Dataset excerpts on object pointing
--- Begin ---

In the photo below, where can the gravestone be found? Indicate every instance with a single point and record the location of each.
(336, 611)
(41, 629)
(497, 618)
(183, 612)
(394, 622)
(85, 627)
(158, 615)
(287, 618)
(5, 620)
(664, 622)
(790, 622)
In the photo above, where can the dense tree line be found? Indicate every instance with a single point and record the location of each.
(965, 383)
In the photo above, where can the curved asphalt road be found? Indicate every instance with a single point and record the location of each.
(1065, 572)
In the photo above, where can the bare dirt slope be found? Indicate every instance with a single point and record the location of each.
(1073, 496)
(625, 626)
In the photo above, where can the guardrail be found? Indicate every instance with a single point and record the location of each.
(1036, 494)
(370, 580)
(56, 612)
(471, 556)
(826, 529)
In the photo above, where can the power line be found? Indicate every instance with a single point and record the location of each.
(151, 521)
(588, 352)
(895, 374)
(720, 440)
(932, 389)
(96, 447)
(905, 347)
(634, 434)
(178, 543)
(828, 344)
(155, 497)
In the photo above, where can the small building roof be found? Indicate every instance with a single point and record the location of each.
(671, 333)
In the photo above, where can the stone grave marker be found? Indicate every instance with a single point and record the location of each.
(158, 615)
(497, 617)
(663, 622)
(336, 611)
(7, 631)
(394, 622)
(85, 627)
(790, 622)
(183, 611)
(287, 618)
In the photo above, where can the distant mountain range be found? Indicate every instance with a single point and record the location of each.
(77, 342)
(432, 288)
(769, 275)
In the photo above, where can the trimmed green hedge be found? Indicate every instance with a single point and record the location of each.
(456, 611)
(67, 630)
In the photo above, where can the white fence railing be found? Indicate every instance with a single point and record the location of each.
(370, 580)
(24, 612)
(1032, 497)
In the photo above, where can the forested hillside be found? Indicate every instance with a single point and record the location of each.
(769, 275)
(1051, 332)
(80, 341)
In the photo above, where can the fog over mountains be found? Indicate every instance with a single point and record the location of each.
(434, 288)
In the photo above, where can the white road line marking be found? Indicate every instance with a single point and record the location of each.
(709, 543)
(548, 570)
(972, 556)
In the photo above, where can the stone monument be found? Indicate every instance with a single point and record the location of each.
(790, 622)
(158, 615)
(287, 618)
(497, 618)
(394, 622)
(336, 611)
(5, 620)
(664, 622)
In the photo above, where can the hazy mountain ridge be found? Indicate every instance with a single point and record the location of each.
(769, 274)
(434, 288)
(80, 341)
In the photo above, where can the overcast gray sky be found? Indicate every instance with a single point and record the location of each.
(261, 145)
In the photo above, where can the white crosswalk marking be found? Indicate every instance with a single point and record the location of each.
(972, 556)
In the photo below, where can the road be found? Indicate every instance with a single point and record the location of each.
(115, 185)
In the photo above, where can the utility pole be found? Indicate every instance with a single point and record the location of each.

--- End ---

* [Work to complete] Copy exactly, and only, the lines from the one containing "In the photo above, where can the trimmed" through the last line of the listing.

* [Solved exercise]
In the photo above, where can the trimmed green hedge be found? Indicate every instance with a single point and record the location of each.
(456, 611)
(67, 630)
In the photo above, where can the white fence railing be found? Indicate every instance with a single point and record the location of each.
(370, 580)
(24, 612)
(1032, 497)
In the photo above, where can the forested hillside be found? Indicate every instance with a single point and record the location of each.
(769, 275)
(1051, 332)
(80, 341)
In the photo above, where can the fog over mountains be found? Indicate every instance with a single point and record the location of each.
(434, 288)
In the photo above, where can the white road line marking be found? Indicate every instance with a single point and record the location of each.
(709, 543)
(548, 570)
(972, 556)
In the photo above, where can the stone monument be found? Indicate every instance with a single point and record the location of each.
(790, 622)
(158, 615)
(287, 618)
(497, 618)
(394, 622)
(336, 611)
(5, 620)
(664, 622)
In the photo above, where can the hazy mountain ridge be found? Indicate every instance with a single point and record the location of each.
(769, 274)
(434, 288)
(80, 341)
In the photo above, where can the overcast gray sky be found? Indicate every instance with a single point and record the location of each.
(261, 145)
In the photo above, where can the white crosswalk marking be found? Indicate every instance with a single point and record the location of each.
(972, 556)
In the photo below, where can the road be found? Indicate every instance with a single point and record the location of each.
(115, 185)
In the photo above, where can the utility pole be found? Indicate every instance with a single point and record the location of each.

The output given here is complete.